SET TASK:
Output the data below in full, character for character.

RECORDS PROVIDED:
- - - - - - -

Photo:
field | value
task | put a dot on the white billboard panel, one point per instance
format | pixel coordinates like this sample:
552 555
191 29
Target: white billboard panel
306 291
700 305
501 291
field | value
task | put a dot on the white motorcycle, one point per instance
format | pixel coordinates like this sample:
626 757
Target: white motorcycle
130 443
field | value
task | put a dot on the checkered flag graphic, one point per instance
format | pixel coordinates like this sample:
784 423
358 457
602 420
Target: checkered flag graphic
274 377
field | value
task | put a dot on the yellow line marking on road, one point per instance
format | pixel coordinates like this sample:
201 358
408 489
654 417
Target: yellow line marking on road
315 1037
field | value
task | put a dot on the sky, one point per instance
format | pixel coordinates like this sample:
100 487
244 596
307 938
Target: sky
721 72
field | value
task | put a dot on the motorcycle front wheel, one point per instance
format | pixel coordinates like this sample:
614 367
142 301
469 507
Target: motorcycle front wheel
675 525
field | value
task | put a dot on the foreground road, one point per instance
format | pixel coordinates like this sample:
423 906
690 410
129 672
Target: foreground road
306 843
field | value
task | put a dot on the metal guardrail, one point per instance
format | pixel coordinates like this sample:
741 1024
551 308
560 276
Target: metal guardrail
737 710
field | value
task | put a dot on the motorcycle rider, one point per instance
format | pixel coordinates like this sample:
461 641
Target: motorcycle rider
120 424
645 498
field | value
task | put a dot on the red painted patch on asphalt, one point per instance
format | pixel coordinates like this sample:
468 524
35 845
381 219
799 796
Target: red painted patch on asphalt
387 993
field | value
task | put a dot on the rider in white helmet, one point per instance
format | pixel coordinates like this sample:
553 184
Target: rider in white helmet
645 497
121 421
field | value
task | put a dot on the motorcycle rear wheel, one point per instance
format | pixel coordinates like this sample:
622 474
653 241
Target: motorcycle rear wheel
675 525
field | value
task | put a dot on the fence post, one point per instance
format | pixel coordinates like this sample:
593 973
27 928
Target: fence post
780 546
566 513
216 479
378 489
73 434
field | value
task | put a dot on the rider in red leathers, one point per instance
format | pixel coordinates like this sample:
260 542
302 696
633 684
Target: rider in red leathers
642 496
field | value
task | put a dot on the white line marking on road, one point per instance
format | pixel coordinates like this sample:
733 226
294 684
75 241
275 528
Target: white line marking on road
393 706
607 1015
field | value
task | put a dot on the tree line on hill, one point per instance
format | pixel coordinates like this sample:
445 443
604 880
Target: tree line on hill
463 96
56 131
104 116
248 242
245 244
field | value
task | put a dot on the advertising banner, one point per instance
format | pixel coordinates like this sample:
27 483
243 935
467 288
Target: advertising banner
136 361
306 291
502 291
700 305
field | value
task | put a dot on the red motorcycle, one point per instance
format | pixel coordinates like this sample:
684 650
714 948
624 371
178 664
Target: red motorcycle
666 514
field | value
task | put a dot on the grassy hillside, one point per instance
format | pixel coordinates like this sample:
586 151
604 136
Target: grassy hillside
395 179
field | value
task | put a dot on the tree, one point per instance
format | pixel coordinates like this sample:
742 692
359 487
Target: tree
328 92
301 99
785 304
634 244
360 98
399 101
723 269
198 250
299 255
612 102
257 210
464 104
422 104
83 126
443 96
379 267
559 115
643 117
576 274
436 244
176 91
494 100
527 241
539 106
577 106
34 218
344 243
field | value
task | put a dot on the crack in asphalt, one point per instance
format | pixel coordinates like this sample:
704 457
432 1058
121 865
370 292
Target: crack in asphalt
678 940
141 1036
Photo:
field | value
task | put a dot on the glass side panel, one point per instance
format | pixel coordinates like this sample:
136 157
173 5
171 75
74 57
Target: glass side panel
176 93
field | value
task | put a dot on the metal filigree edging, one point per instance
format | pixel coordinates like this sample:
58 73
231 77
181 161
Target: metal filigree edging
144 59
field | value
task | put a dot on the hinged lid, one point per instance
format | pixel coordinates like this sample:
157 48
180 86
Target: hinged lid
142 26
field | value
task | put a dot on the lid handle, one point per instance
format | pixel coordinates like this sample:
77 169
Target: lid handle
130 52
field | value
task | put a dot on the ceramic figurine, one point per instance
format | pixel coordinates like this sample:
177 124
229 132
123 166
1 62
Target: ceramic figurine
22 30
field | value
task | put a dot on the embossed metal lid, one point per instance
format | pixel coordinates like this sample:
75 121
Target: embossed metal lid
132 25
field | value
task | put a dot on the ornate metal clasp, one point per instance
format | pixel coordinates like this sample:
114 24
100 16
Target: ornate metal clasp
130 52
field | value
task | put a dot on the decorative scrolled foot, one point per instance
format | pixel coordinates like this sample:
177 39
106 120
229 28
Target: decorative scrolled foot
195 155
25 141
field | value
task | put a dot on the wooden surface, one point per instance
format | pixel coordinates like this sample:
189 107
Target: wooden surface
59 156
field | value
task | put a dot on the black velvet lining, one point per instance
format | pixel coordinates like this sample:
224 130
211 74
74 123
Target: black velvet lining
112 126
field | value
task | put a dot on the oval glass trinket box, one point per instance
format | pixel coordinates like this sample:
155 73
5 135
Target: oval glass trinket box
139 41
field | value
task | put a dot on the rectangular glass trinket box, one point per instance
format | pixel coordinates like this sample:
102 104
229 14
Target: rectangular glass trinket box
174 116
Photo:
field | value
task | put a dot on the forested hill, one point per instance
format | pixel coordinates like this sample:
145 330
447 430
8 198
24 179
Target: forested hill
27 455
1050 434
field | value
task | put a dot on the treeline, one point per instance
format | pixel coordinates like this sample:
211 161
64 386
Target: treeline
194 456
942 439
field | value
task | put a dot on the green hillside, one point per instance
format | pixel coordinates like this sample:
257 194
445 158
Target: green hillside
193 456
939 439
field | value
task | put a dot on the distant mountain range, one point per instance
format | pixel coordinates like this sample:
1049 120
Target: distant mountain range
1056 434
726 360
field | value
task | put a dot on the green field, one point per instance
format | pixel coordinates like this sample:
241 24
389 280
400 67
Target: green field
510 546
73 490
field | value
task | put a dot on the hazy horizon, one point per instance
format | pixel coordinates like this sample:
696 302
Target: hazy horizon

- - - - - - -

TASK SOLUTION:
Photo:
field | value
task | put a dot on the white billboard panel, one point per instance
format | pixel coordinates like this sample:
552 555
191 29
Target: white billboard panel
306 291
700 305
501 291
field | value
task | put a dot on the white motorcycle, one point per instance
format | pixel coordinates like this sample:
626 757
Target: white motorcycle
130 443
field | value
task | put a dot on the checkered flag graphic, one point per instance
format | pixel coordinates like this sample:
784 423
358 457
602 420
Target: checkered flag graphic
274 377
field | value
task | put a dot on the yellow line marking on road, one point per instance
format | pixel coordinates like this sample:
201 358
408 489
654 417
Target: yellow line marking on road
315 1037
field | value
task | put a dot on the sky, one point per instance
format | pixel coordinates like this sample:
100 487
244 596
307 938
Target: sky
721 72
field | value
task | put a dot on the motorcycle front wheel, one point per instance
format | pixel coordinates like this sample:
614 367
142 301
469 507
Target: motorcycle front wheel
675 525
field | value
task | put a dot on the foreground road, one point per instance
format | pixel coordinates like this sample:
423 906
690 410
129 672
Target: foreground road
306 843
field | value
task | put a dot on the metal guardrail, one point per instance
format | pixel coordinates like this sample:
741 1024
551 308
560 276
Target: metal guardrail
737 710
field | value
task | put a dot on the motorcycle rider, one point per instance
format | pixel coordinates like this sample:
461 641
Target: motorcycle rider
120 424
645 498
field | value
task | put a dot on the red painted patch on asphalt, one point per instance
format | pixel coordinates like this sample:
468 524
35 845
381 219
799 796
Target: red painted patch on asphalt
387 993
field | value
task | put a dot on the rider in white helmet, one point per instance
format | pixel coordinates like this sample:
553 184
Target: rider in white helmet
645 497
121 421
field | value
task | put a dot on the motorcycle rear wheel, one point per instance
format | pixel coordinates like this sample:
622 474
653 241
Target: motorcycle rear wheel
675 525
field | value
task | put a dot on the fence post, one point per instance
format | pixel coordinates like this sample:
593 973
27 928
Target: fence post
780 546
566 513
216 479
378 489
73 434
field | value
task | put a dot on the rider in red leathers, one point per instance
format | pixel coordinates like this sample:
260 542
302 696
633 684
Target: rider in red leathers
642 496
field | value
task | put a dot on the white line marking on road, one point per instance
format | pixel coordinates like this sample:
733 226
294 684
75 241
275 528
Target: white line marking on road
393 706
607 1015
field | value
task | put a dot on the tree line on hill, one point per instance
format | pixel coordinates like this sample:
445 443
604 880
Target: tree line on hill
463 96
56 131
104 116
248 242
245 244
field | value
task | put a dot on the advertising banner, one point per instance
format | pixel coordinates like this sample:
27 483
243 935
467 288
Target: advertising banner
136 361
306 291
502 291
700 305
field | value
task | put a dot on the red motorcycle, one point per instance
format | pixel coordinates like this sample:
684 650
714 948
624 371
178 664
Target: red motorcycle
666 514
field | value
task | put a dot on the grassy hillside, one point per instance
format | pixel coordinates like this sample:
586 151
604 136
Target: grassy hillside
395 179
field | value
task | put a dot on the tree, one point per instance
format | pixel coordinates like this sample:
742 692
359 487
Target: tree
328 92
301 99
785 304
634 244
360 98
399 101
723 269
198 250
299 255
612 102
257 210
464 104
422 104
83 126
443 96
379 267
559 115
643 117
576 274
436 244
176 91
494 100
527 241
539 106
577 106
34 218
344 243
field | value
task | put a dot on the crack in asphalt, one point per instance
format | pixel coordinates like this sample:
704 457
432 1058
121 865
370 292
Target: crack in asphalt
678 940
141 1036
Photo:
field | value
task | put a dot on the glass side panel, one point per instance
format | pixel coordinates like this sample:
136 157
173 5
171 75
74 57
Target: glass side panel
176 93
field | value
task | put a dot on the metal filigree edging, one point per instance
format | pixel coordinates like this sample:
58 73
231 77
181 161
Target: metal filigree edging
144 59
field | value
task | put a dot on the hinged lid, one point per instance
format | pixel coordinates like this sample:
157 48
180 86
Target: hinged lid
142 26
field | value
task | put a dot on the lid handle, one point per instance
format | pixel coordinates like this sample:
77 169
Target: lid handle
130 52
field | value
task | put a dot on the ceramic figurine, one point per instance
format | pixel coordinates like this sample:
177 124
229 132
123 166
1 62
Target: ceramic figurine
22 30
field | value
task | put a dot on the embossed metal lid, one point per instance
format | pixel coordinates like this sample:
75 121
Target: embossed metal lid
132 25
field | value
task | put a dot on the ornate metal clasp, one point per instance
format | pixel coordinates like this sample:
114 24
100 16
Target: ornate metal clasp
130 52
field | value
task | put a dot on the decorative scrolled foot, one point per instance
format | pixel coordinates like this sample:
177 39
106 120
229 28
Target: decorative scrolled foot
195 155
25 141
field | value
task | put a dot on the wooden surface, one point per instance
format | pixel coordinates like this sample:
189 107
Target: wooden surface
59 156
field | value
task | put a dot on the black velvet lining, one point per instance
format | pixel coordinates like this sample:
224 130
211 74
74 123
Target: black velvet lining
112 126
field | value
task | put a dot on the oval glass trinket box, one point per instance
format | pixel coordinates like this sample:
155 73
5 135
Target: oval glass trinket box
139 41
field | value
task | put a dot on the rectangular glass trinket box, one point per instance
format | pixel coordinates like this sample:
102 104
229 14
Target: rectangular glass trinket box
174 116
Photo:
field | value
task | put a dot on the forested hill, one point per instance
format | pixel coordinates like this sample:
145 330
447 430
8 198
24 179
Target: forested hill
27 455
1050 434
field | value
task | put a dot on the treeline, one point per instance
format | pixel coordinates like this sample:
211 161
64 386
Target: treeline
194 456
942 439
field | value
task | put a dot on the green hillside, one point per instance
format | pixel coordinates like this sample:
257 194
445 158
Target: green hillside
193 456
939 439
field | value
task | put a dot on the distant mountain range, one point per instance
format | pixel coordinates like this sample:
1049 120
Target: distant mountain range
1056 434
726 360
field | value
task | put a dot on the green field, one point per instance
format | pixel coordinates like this sample:
241 24
389 280
400 67
Target: green field
510 546
73 490
field | value
task | put a dot on the hazy horizon, one point per instance
format | pixel coordinates like this sample:
696 302
Target: hazy horizon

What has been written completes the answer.